[TO DO]:
The answer must be an exact reproduction of all the entries.
----------
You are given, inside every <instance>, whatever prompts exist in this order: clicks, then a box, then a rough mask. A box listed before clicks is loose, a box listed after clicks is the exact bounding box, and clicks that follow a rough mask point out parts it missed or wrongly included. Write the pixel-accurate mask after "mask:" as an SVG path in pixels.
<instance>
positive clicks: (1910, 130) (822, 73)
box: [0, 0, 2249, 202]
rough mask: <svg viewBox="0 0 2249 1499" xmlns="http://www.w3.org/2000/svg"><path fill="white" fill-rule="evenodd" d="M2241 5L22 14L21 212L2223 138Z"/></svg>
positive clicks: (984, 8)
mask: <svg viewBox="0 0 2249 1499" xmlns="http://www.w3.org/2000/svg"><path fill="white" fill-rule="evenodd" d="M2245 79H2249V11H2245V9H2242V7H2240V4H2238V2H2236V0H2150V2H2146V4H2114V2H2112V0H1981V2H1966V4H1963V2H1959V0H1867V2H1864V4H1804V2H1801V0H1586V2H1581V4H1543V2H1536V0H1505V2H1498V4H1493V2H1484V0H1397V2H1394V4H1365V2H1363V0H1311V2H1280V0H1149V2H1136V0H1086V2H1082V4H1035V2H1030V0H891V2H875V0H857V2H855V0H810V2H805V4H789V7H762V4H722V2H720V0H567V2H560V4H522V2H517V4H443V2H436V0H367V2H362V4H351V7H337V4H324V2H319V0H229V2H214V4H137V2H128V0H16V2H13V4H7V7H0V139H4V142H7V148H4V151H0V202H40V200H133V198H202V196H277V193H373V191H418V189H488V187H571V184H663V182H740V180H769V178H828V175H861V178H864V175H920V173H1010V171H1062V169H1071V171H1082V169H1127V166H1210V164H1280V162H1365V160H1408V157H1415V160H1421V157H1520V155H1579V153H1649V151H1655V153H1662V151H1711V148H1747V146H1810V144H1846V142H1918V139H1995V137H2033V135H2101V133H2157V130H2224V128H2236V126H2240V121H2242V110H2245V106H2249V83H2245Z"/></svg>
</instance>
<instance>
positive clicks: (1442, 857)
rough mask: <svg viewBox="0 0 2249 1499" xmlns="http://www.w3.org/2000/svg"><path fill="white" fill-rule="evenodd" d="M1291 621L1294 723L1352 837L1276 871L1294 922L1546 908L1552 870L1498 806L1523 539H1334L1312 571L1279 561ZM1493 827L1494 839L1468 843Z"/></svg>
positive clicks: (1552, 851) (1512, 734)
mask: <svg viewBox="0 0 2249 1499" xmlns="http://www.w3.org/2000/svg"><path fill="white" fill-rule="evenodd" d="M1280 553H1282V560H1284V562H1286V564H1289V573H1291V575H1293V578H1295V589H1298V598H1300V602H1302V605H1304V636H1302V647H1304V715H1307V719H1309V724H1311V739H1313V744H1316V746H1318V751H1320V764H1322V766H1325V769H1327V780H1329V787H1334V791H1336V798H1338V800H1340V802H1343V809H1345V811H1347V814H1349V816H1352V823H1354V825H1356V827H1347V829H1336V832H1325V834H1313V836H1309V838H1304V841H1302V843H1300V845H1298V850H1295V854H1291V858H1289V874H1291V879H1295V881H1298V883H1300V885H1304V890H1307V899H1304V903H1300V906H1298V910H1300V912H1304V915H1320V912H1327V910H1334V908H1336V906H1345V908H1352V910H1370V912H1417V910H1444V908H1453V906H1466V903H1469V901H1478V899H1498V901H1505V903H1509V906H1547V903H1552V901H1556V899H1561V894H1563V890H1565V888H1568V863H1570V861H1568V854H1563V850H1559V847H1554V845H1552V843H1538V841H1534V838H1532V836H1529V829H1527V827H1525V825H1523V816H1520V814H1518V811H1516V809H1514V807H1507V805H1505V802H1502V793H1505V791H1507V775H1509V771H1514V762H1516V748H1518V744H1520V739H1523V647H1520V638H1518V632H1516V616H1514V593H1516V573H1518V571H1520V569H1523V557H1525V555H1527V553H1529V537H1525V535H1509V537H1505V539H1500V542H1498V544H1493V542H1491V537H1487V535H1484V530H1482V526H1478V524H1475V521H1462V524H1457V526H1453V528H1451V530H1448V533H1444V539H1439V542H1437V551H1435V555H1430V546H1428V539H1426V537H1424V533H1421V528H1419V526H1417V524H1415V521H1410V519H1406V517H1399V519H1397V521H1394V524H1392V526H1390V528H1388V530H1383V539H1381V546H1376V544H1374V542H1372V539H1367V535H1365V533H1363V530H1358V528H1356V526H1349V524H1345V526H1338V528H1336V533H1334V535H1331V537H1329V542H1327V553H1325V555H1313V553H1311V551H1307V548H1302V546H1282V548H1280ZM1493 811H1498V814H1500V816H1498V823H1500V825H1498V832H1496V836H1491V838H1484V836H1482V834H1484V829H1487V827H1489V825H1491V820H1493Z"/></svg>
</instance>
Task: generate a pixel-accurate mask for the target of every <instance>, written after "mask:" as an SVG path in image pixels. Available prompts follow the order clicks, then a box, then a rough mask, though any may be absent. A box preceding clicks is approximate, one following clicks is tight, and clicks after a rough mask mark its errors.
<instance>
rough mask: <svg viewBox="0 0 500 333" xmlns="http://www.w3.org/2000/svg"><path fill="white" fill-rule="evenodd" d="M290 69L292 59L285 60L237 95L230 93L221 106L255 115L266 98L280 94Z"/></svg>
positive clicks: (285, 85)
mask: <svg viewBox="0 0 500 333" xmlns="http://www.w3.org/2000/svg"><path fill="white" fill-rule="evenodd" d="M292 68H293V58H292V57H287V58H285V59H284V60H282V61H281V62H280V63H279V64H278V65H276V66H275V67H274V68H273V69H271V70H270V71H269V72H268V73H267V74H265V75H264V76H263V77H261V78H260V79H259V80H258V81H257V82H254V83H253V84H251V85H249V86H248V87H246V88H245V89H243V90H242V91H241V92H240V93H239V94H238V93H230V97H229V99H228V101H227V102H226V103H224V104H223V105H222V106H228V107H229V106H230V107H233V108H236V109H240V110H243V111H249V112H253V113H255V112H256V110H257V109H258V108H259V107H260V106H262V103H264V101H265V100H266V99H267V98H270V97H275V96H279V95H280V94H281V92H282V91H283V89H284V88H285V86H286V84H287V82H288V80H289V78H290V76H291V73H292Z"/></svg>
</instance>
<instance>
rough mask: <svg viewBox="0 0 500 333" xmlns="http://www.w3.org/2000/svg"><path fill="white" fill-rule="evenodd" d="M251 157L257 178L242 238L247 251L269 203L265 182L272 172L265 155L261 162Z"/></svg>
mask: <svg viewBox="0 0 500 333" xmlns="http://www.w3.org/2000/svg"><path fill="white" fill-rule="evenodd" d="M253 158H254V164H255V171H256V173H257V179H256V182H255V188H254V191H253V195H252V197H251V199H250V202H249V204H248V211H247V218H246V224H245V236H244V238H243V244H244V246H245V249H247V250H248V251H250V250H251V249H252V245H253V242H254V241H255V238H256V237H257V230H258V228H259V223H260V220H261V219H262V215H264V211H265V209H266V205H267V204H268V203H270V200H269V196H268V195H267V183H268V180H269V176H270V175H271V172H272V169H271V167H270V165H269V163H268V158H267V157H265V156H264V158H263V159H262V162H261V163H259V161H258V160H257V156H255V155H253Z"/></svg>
----------
[EXERCISE SOLUTION]:
You are given, inside every <instance>, whatever prompts exist in this order: clicks, then a box, then a rough mask. A box listed before clicks is loose, a box listed after clicks is the exact bounding box, and clicks that follow a rough mask point out parts it missed or wrongly included. Write the pixel-accurate mask after "mask:" as an SVG path in pixels.
<instance>
positive clicks: (1910, 130) (822, 73)
box: [0, 0, 2249, 202]
rough mask: <svg viewBox="0 0 2249 1499" xmlns="http://www.w3.org/2000/svg"><path fill="white" fill-rule="evenodd" d="M2241 5L22 14L21 212L2223 138Z"/></svg>
positive clicks: (984, 8)
mask: <svg viewBox="0 0 2249 1499" xmlns="http://www.w3.org/2000/svg"><path fill="white" fill-rule="evenodd" d="M2245 79H2249V11H2245V9H2242V7H2240V4H2238V2H2236V0H2150V2H2146V4H2114V2H2112V0H1981V2H1966V4H1963V2H1959V0H1867V2H1864V4H1804V2H1801V0H1586V2H1581V4H1543V2H1536V0H1505V2H1498V4H1493V2H1484V0H1397V2H1394V4H1365V2H1363V0H1311V2H1280V0H1149V2H1136V0H1086V2H1082V4H1035V2H1030V0H891V2H875V0H857V2H855V0H810V2H805V4H789V7H762V4H722V2H720V0H567V2H560V4H522V2H517V4H443V2H436V0H367V2H362V4H351V7H337V4H324V2H319V0H229V2H214V4H137V2H128V0H16V2H13V4H7V7H0V139H4V142H7V148H4V151H0V202H40V200H133V198H202V196H277V193H373V191H418V189H488V187H571V184H663V182H740V180H769V178H828V175H861V178H864V175H920V173H1010V171H1062V169H1071V171H1082V169H1127V166H1210V164H1280V162H1365V160H1408V157H1415V160H1421V157H1520V155H1579V153H1649V151H1655V153H1662V151H1711V148H1747V146H1810V144H1846V142H1918V139H1995V137H2033V135H2101V133H2157V130H2224V128H2236V126H2240V121H2242V110H2245V106H2249V83H2245Z"/></svg>
</instance>
<instance>
positive clicks: (1442, 857)
rough mask: <svg viewBox="0 0 2249 1499" xmlns="http://www.w3.org/2000/svg"><path fill="white" fill-rule="evenodd" d="M1291 621L1294 723L1352 837L1276 871L1294 922L1546 908L1552 870L1498 806L1523 539H1334L1312 571L1279 561ZM1493 827L1494 839L1468 843Z"/></svg>
positive clicks: (1552, 851) (1512, 734)
mask: <svg viewBox="0 0 2249 1499" xmlns="http://www.w3.org/2000/svg"><path fill="white" fill-rule="evenodd" d="M1280 553H1282V560H1284V562H1286V564H1289V573H1291V575H1293V578H1295V589H1298V598H1300V602H1302V605H1304V636H1302V647H1304V715H1307V719H1309V724H1311V739H1313V744H1316V746H1318V751H1320V764H1322V766H1325V769H1327V780H1329V787H1334V791H1336V798H1338V800H1340V802H1343V809H1345V811H1347V814H1349V816H1352V823H1354V825H1356V827H1347V829H1336V832H1325V834H1313V836H1309V838H1304V841H1302V843H1300V845H1298V850H1295V854H1291V858H1289V874H1291V879H1295V881H1298V883H1300V885H1304V890H1307V899H1304V903H1300V906H1298V910H1300V912H1304V915H1320V912H1327V910H1334V908H1336V906H1345V908H1352V910H1370V912H1417V910H1444V908H1453V906H1466V903H1469V901H1478V899H1498V901H1505V903H1509V906H1547V903H1552V901H1556V899H1561V894H1563V890H1565V888H1568V863H1570V861H1568V854H1563V850H1559V847H1554V845H1552V843H1538V841H1534V838H1532V836H1529V829H1527V827H1525V825H1523V816H1520V814H1518V811H1516V809H1514V807H1507V805H1505V802H1502V793H1505V791H1507V775H1509V771H1514V762H1516V748H1518V744H1520V739H1523V647H1520V638H1518V632H1516V616H1514V593H1516V573H1518V571H1520V569H1523V557H1525V555H1527V553H1529V537H1525V535H1509V537H1505V539H1500V542H1498V544H1493V542H1491V537H1487V535H1484V530H1482V526H1478V524H1475V521H1462V524H1457V526H1453V528H1451V530H1448V533H1444V539H1439V542H1437V551H1435V555H1430V546H1428V539H1426V537H1424V533H1421V528H1419V526H1417V524H1415V521H1410V519H1406V517H1399V519H1397V521H1394V524H1392V526H1390V528H1388V530H1383V539H1381V546H1376V544H1374V542H1372V539H1367V535H1365V533H1363V530H1358V528H1356V526H1349V524H1345V526H1338V528H1336V533H1334V535H1331V537H1329V542H1327V553H1325V555H1313V553H1311V551H1307V548H1302V546H1282V548H1280ZM1493 811H1498V814H1500V816H1498V823H1500V825H1498V832H1496V836H1491V838H1484V836H1482V834H1484V829H1487V827H1489V825H1491V820H1493Z"/></svg>
</instance>
Task: generate a pixel-accurate mask for the target of every <instance>, written after "mask:" as an SVG path in image pixels. Available prompts follow the order clicks, then a box, then a rough mask, though any may be absent. A box preceding clicks is approximate, one following clicks is tight, and clicks after a rough mask mark its errors.
<instance>
rough mask: <svg viewBox="0 0 500 333" xmlns="http://www.w3.org/2000/svg"><path fill="white" fill-rule="evenodd" d="M290 69L292 59L285 60L237 95L230 93L221 106L255 115L266 98L280 94Z"/></svg>
positive clicks: (285, 85)
mask: <svg viewBox="0 0 500 333" xmlns="http://www.w3.org/2000/svg"><path fill="white" fill-rule="evenodd" d="M292 68H293V58H292V57H287V58H285V59H284V60H282V61H281V62H280V63H279V64H278V65H276V66H275V67H274V68H273V69H271V70H270V71H269V72H268V73H267V74H265V75H264V76H263V77H261V78H260V79H259V80H258V81H257V82H254V83H253V84H251V85H249V86H248V87H246V88H245V89H243V90H242V91H241V92H240V93H239V94H238V93H230V97H229V99H228V101H227V102H226V103H224V104H223V105H222V106H228V107H229V106H230V107H233V108H236V109H240V110H243V111H249V112H253V113H255V112H256V110H257V109H258V108H259V107H260V106H262V103H264V101H265V100H266V99H267V98H270V97H275V96H279V95H280V94H281V92H282V91H283V89H284V88H285V86H286V84H287V82H288V80H289V78H290V76H291V73H292Z"/></svg>
</instance>
<instance>
rough mask: <svg viewBox="0 0 500 333" xmlns="http://www.w3.org/2000/svg"><path fill="white" fill-rule="evenodd" d="M251 157L257 178L242 238L247 251L269 203L265 182L272 172L265 155L261 162Z"/></svg>
mask: <svg viewBox="0 0 500 333" xmlns="http://www.w3.org/2000/svg"><path fill="white" fill-rule="evenodd" d="M253 158H254V164H255V171H256V173H257V179H256V182H255V188H254V191H253V195H252V197H251V199H250V202H249V204H248V211H247V218H246V224H245V236H244V238H243V244H244V246H245V249H247V250H248V251H250V250H251V249H252V245H253V242H254V241H255V238H256V237H257V230H258V228H259V223H260V220H261V219H262V215H264V211H265V209H266V205H267V204H268V203H270V200H269V196H268V195H267V183H268V180H269V176H270V175H271V172H272V169H271V167H270V165H269V163H268V158H267V157H265V156H264V158H263V159H262V162H261V163H259V161H258V160H257V156H255V155H253Z"/></svg>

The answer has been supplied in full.